Top of Record set
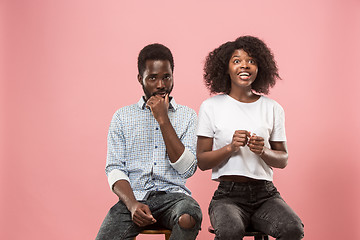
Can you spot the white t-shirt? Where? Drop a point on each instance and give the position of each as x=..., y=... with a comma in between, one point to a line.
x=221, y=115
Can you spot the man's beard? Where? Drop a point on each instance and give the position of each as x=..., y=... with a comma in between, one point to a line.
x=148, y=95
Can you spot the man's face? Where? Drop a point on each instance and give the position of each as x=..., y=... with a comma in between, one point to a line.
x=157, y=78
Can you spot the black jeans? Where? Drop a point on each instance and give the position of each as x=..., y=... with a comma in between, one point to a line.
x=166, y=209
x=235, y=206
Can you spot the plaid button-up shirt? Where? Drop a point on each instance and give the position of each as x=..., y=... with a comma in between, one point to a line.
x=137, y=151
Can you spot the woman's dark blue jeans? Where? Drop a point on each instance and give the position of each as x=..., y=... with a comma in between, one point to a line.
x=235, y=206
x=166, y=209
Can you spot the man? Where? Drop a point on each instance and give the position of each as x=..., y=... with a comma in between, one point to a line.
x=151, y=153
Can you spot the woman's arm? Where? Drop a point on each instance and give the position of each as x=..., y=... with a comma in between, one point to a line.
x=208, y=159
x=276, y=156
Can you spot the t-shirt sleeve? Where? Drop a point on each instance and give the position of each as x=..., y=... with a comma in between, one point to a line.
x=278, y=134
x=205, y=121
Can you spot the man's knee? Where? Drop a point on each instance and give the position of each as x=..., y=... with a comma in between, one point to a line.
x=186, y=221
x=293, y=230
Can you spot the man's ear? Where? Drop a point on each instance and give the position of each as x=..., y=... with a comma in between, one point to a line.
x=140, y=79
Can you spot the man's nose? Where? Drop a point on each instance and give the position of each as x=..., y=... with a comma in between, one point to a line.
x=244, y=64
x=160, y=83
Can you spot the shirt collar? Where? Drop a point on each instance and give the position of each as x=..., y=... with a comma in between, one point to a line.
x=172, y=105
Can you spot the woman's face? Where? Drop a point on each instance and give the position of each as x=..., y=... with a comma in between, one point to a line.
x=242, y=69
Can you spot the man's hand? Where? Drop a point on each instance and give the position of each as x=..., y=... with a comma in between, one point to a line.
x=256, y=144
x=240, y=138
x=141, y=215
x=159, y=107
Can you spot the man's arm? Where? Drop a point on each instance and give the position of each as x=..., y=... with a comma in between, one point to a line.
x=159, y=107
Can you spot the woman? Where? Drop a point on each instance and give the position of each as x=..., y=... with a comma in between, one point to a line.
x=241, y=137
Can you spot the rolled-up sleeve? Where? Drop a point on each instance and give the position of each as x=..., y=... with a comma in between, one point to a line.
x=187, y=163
Bottom of Record set
Top of Record set
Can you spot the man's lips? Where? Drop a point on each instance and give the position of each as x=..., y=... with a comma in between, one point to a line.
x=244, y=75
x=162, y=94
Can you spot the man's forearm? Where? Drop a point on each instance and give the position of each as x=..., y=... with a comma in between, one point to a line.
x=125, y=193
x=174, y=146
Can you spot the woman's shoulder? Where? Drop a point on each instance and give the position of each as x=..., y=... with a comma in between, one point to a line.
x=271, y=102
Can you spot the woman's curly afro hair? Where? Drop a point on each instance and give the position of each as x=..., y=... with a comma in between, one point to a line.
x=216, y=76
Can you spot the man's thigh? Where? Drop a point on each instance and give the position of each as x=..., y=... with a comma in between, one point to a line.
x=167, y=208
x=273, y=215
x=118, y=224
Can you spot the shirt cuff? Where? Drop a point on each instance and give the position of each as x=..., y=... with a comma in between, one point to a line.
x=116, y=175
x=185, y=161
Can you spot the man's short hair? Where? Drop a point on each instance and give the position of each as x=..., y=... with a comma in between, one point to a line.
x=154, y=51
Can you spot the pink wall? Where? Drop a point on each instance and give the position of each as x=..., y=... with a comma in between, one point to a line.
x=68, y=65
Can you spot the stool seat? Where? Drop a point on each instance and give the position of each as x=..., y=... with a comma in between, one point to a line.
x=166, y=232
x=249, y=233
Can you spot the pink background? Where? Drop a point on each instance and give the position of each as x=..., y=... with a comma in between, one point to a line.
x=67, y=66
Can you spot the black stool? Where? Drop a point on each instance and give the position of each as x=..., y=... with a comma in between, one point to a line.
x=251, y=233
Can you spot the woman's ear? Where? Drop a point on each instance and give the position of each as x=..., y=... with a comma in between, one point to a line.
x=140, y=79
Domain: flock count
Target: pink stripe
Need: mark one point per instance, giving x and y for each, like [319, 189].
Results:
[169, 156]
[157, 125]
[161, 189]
Bottom of Record set
Top of Record set
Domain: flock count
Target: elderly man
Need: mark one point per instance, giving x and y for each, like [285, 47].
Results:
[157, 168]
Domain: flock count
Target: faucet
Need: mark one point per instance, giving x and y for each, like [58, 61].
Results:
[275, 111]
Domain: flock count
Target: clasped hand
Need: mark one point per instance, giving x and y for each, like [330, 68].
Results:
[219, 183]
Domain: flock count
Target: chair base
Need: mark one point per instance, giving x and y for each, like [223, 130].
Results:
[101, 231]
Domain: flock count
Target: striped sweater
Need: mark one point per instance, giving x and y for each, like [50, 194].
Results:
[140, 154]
Bottom of Record set
Task to carry out> All lines above from the one holding "Target: faucet" to the one holding "Target: striped sweater", inclusive, are to be copied exactly; no other line is wanted.

Response for this exercise>
Target: faucet
Need: mark one point per instance, giving x and y for each, like [58, 61].
Results:
[275, 111]
Domain: flock count
Target: clasped hand
Need: mark one point per instance, giving x and y for each, like [330, 68].
Results:
[219, 183]
Domain: flock count
Target: chair base
Need: mark one point per instance, giving x and y for each, like [223, 130].
Results:
[101, 231]
Domain: flock count
Target: striped sweater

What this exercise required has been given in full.